Task to complete >> Each entry should appear in the answer exactly as written.

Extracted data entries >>
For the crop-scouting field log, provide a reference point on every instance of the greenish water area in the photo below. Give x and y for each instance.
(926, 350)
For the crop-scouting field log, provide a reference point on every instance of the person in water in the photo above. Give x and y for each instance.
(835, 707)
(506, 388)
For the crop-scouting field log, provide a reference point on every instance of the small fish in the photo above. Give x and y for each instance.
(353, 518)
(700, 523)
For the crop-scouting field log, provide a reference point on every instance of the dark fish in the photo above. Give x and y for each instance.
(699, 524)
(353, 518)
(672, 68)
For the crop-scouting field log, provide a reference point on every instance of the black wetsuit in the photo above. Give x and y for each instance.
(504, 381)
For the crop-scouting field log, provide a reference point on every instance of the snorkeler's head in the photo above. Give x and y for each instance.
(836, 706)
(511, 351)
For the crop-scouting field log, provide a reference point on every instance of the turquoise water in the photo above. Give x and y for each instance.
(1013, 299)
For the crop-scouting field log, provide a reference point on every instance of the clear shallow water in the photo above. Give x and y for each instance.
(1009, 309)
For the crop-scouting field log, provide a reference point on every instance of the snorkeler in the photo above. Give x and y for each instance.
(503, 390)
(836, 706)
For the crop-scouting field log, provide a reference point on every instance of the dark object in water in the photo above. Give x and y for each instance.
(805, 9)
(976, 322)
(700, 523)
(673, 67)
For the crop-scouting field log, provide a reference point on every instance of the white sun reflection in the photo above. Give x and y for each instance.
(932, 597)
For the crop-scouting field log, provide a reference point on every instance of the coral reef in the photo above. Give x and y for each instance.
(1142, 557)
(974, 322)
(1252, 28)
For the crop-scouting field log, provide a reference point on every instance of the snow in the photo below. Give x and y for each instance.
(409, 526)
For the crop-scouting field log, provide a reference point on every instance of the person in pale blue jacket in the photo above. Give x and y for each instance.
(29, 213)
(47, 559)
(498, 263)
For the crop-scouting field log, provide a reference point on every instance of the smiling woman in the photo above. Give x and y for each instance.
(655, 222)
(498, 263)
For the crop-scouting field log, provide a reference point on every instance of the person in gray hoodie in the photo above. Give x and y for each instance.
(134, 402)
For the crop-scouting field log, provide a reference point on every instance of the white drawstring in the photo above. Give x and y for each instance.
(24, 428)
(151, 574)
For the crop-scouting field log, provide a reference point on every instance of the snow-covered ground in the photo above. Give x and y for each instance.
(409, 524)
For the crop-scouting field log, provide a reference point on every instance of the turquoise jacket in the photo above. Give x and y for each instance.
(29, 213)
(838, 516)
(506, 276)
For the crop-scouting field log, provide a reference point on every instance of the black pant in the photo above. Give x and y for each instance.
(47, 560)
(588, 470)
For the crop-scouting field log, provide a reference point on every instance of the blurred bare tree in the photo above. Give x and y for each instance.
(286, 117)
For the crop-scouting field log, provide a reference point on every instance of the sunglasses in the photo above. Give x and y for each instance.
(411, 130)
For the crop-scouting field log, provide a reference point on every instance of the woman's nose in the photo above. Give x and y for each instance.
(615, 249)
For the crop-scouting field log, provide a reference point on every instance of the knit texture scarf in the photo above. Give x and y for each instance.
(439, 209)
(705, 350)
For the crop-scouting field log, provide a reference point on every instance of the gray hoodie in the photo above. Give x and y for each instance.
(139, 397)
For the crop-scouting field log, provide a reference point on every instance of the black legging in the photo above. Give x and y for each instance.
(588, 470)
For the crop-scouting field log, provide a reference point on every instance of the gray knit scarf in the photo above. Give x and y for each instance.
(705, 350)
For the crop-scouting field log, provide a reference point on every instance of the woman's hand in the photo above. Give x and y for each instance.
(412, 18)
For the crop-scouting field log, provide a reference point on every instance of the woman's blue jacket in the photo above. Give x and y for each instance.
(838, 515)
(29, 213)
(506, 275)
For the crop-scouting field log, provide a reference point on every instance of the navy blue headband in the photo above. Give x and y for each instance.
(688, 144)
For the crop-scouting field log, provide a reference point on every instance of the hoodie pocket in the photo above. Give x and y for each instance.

Expected output >>
For the crop-scouting field log, provide a reference point on every instance of the greenish water area in the photo below. Give x and y for each instance.
(926, 350)
For the crop-scouting field log, provide a reference point on every instance of the person in water in the photo above. Give x and y for each instance.
(835, 707)
(506, 388)
For the crop-scouting field log, provide a reference point on every instance of the small fish in the photo above. Give x and y for each instance.
(353, 518)
(700, 523)
For the crop-scouting field log, provide a reference point on every instance of the dark fish in the photo above. Give x and y for each instance.
(699, 524)
(353, 518)
(672, 68)
For the crop-scouting field log, provide a reference point on every instance of the black wetsuit in the photo above. Give x and y for each instance.
(504, 381)
For the crop-scouting field log, provide a reference point on every instance of the snorkeler's head in the photo above. Give x and y for each instance.
(836, 706)
(511, 351)
For the crop-scouting field log, provide a reference point on every instance of the turquoise water in the photo above. Give x and y for each instance.
(1013, 299)
For the crop-scouting field log, provide a reference point on every instance of the clear shallow water in the photo above. Give x and y for each instance.
(1009, 309)
For the crop-scouting field log, provide a reference point on every instance of the snorkeler in the photo above. Give x and y for each instance.
(503, 390)
(836, 706)
For the crop-scouting field log, provide a reference point on every instance of the dark object in water in the photo above. Give x and y for each instance.
(805, 9)
(976, 322)
(700, 523)
(673, 67)
For the crop-scouting field log, provide a reference point on every instance of the white sun reflection in the photo above. Give x and y for each instance.
(932, 597)
For the crop-scouting field log, provide a reference point on every instance of the coral reef in the photo above. Give x and y for each instance.
(1142, 557)
(974, 322)
(1252, 28)
For the crop-scouting field log, provide a reference point on every instance of the snow in the photo below. Give x and y for each instance.
(409, 526)
For the crop-scouting field log, provide a reference point on every instance of the person in pale blue jacket in the photo above. Give x and y for each instance.
(29, 213)
(47, 559)
(498, 263)
For the crop-scouting field log, provide a reference point on every instance of the smiling woman in the photo above. Give x and y for each instance.
(655, 222)
(498, 263)
For the crop-scouting field log, provide a reference point on every instance of the person in gray hoodie in the photo above. Give x and y for each instance.
(134, 402)
For the crop-scouting field log, provide a reference point on every instance of the white drawstring in the photo above. Give x and y for each instance.
(24, 428)
(151, 574)
For the crop-scouting field log, provide a reference point on every instance of the snow-covered ground in the photo above. Give x and y for each instance.
(409, 524)
For the crop-scouting field log, provide a reference point on every instance of the turquoise jacket in the photo above. Give x and y for each instance.
(29, 213)
(838, 516)
(506, 276)
For the crop-scouting field log, provide a reference point on every instance of the black pant in the photo above. Give x and y for each instance.
(47, 560)
(588, 470)
For the crop-scouting field log, provide a reference point on every instance of the blurred bare tree in the photo above. Give x and y for each instance.
(286, 117)
For the crop-scouting field log, provide a reference point on every instance of the sunglasses in the photo above. Give x and y for each instance.
(411, 130)
For the crop-scouting field log, provide a reference point on every instance of the woman's nose in the photo above. Give x and y for each instance.
(615, 249)
For the crop-scouting field log, provide a reference point on every instance of the knit texture scarf in the photo above. Give x and y for each instance.
(439, 209)
(705, 350)
For the crop-scouting field log, provide a reference point on every instance of the gray hoodie in the photo above. Give x and y for each instance.
(139, 397)
For the crop-scouting field log, provide a reference point on every instance of the black legging in the photo above. Give x and y for each instance.
(588, 470)
For the crop-scouting field log, provide a reference point on every instance of the gray knit scarf in the photo above. Give x and y for each instance.
(705, 350)
For the crop-scouting field log, provide a reference point on every instance of the woman's hand in the photo above. Give x and y for each instance.
(412, 18)
For the crop-scouting field log, provide a reference point on every instance of the woman's blue jacket in the photo above. Give x and y for each instance.
(838, 515)
(29, 213)
(506, 275)
For the crop-scouting field log, provide a reference point on every instance of the navy blue headband in the photo above. Give x and y for each instance.
(688, 144)
For the crop-scouting field log, provide a reference point on every instance of the hoodie pocket in the photo above. Give x and y for each instance.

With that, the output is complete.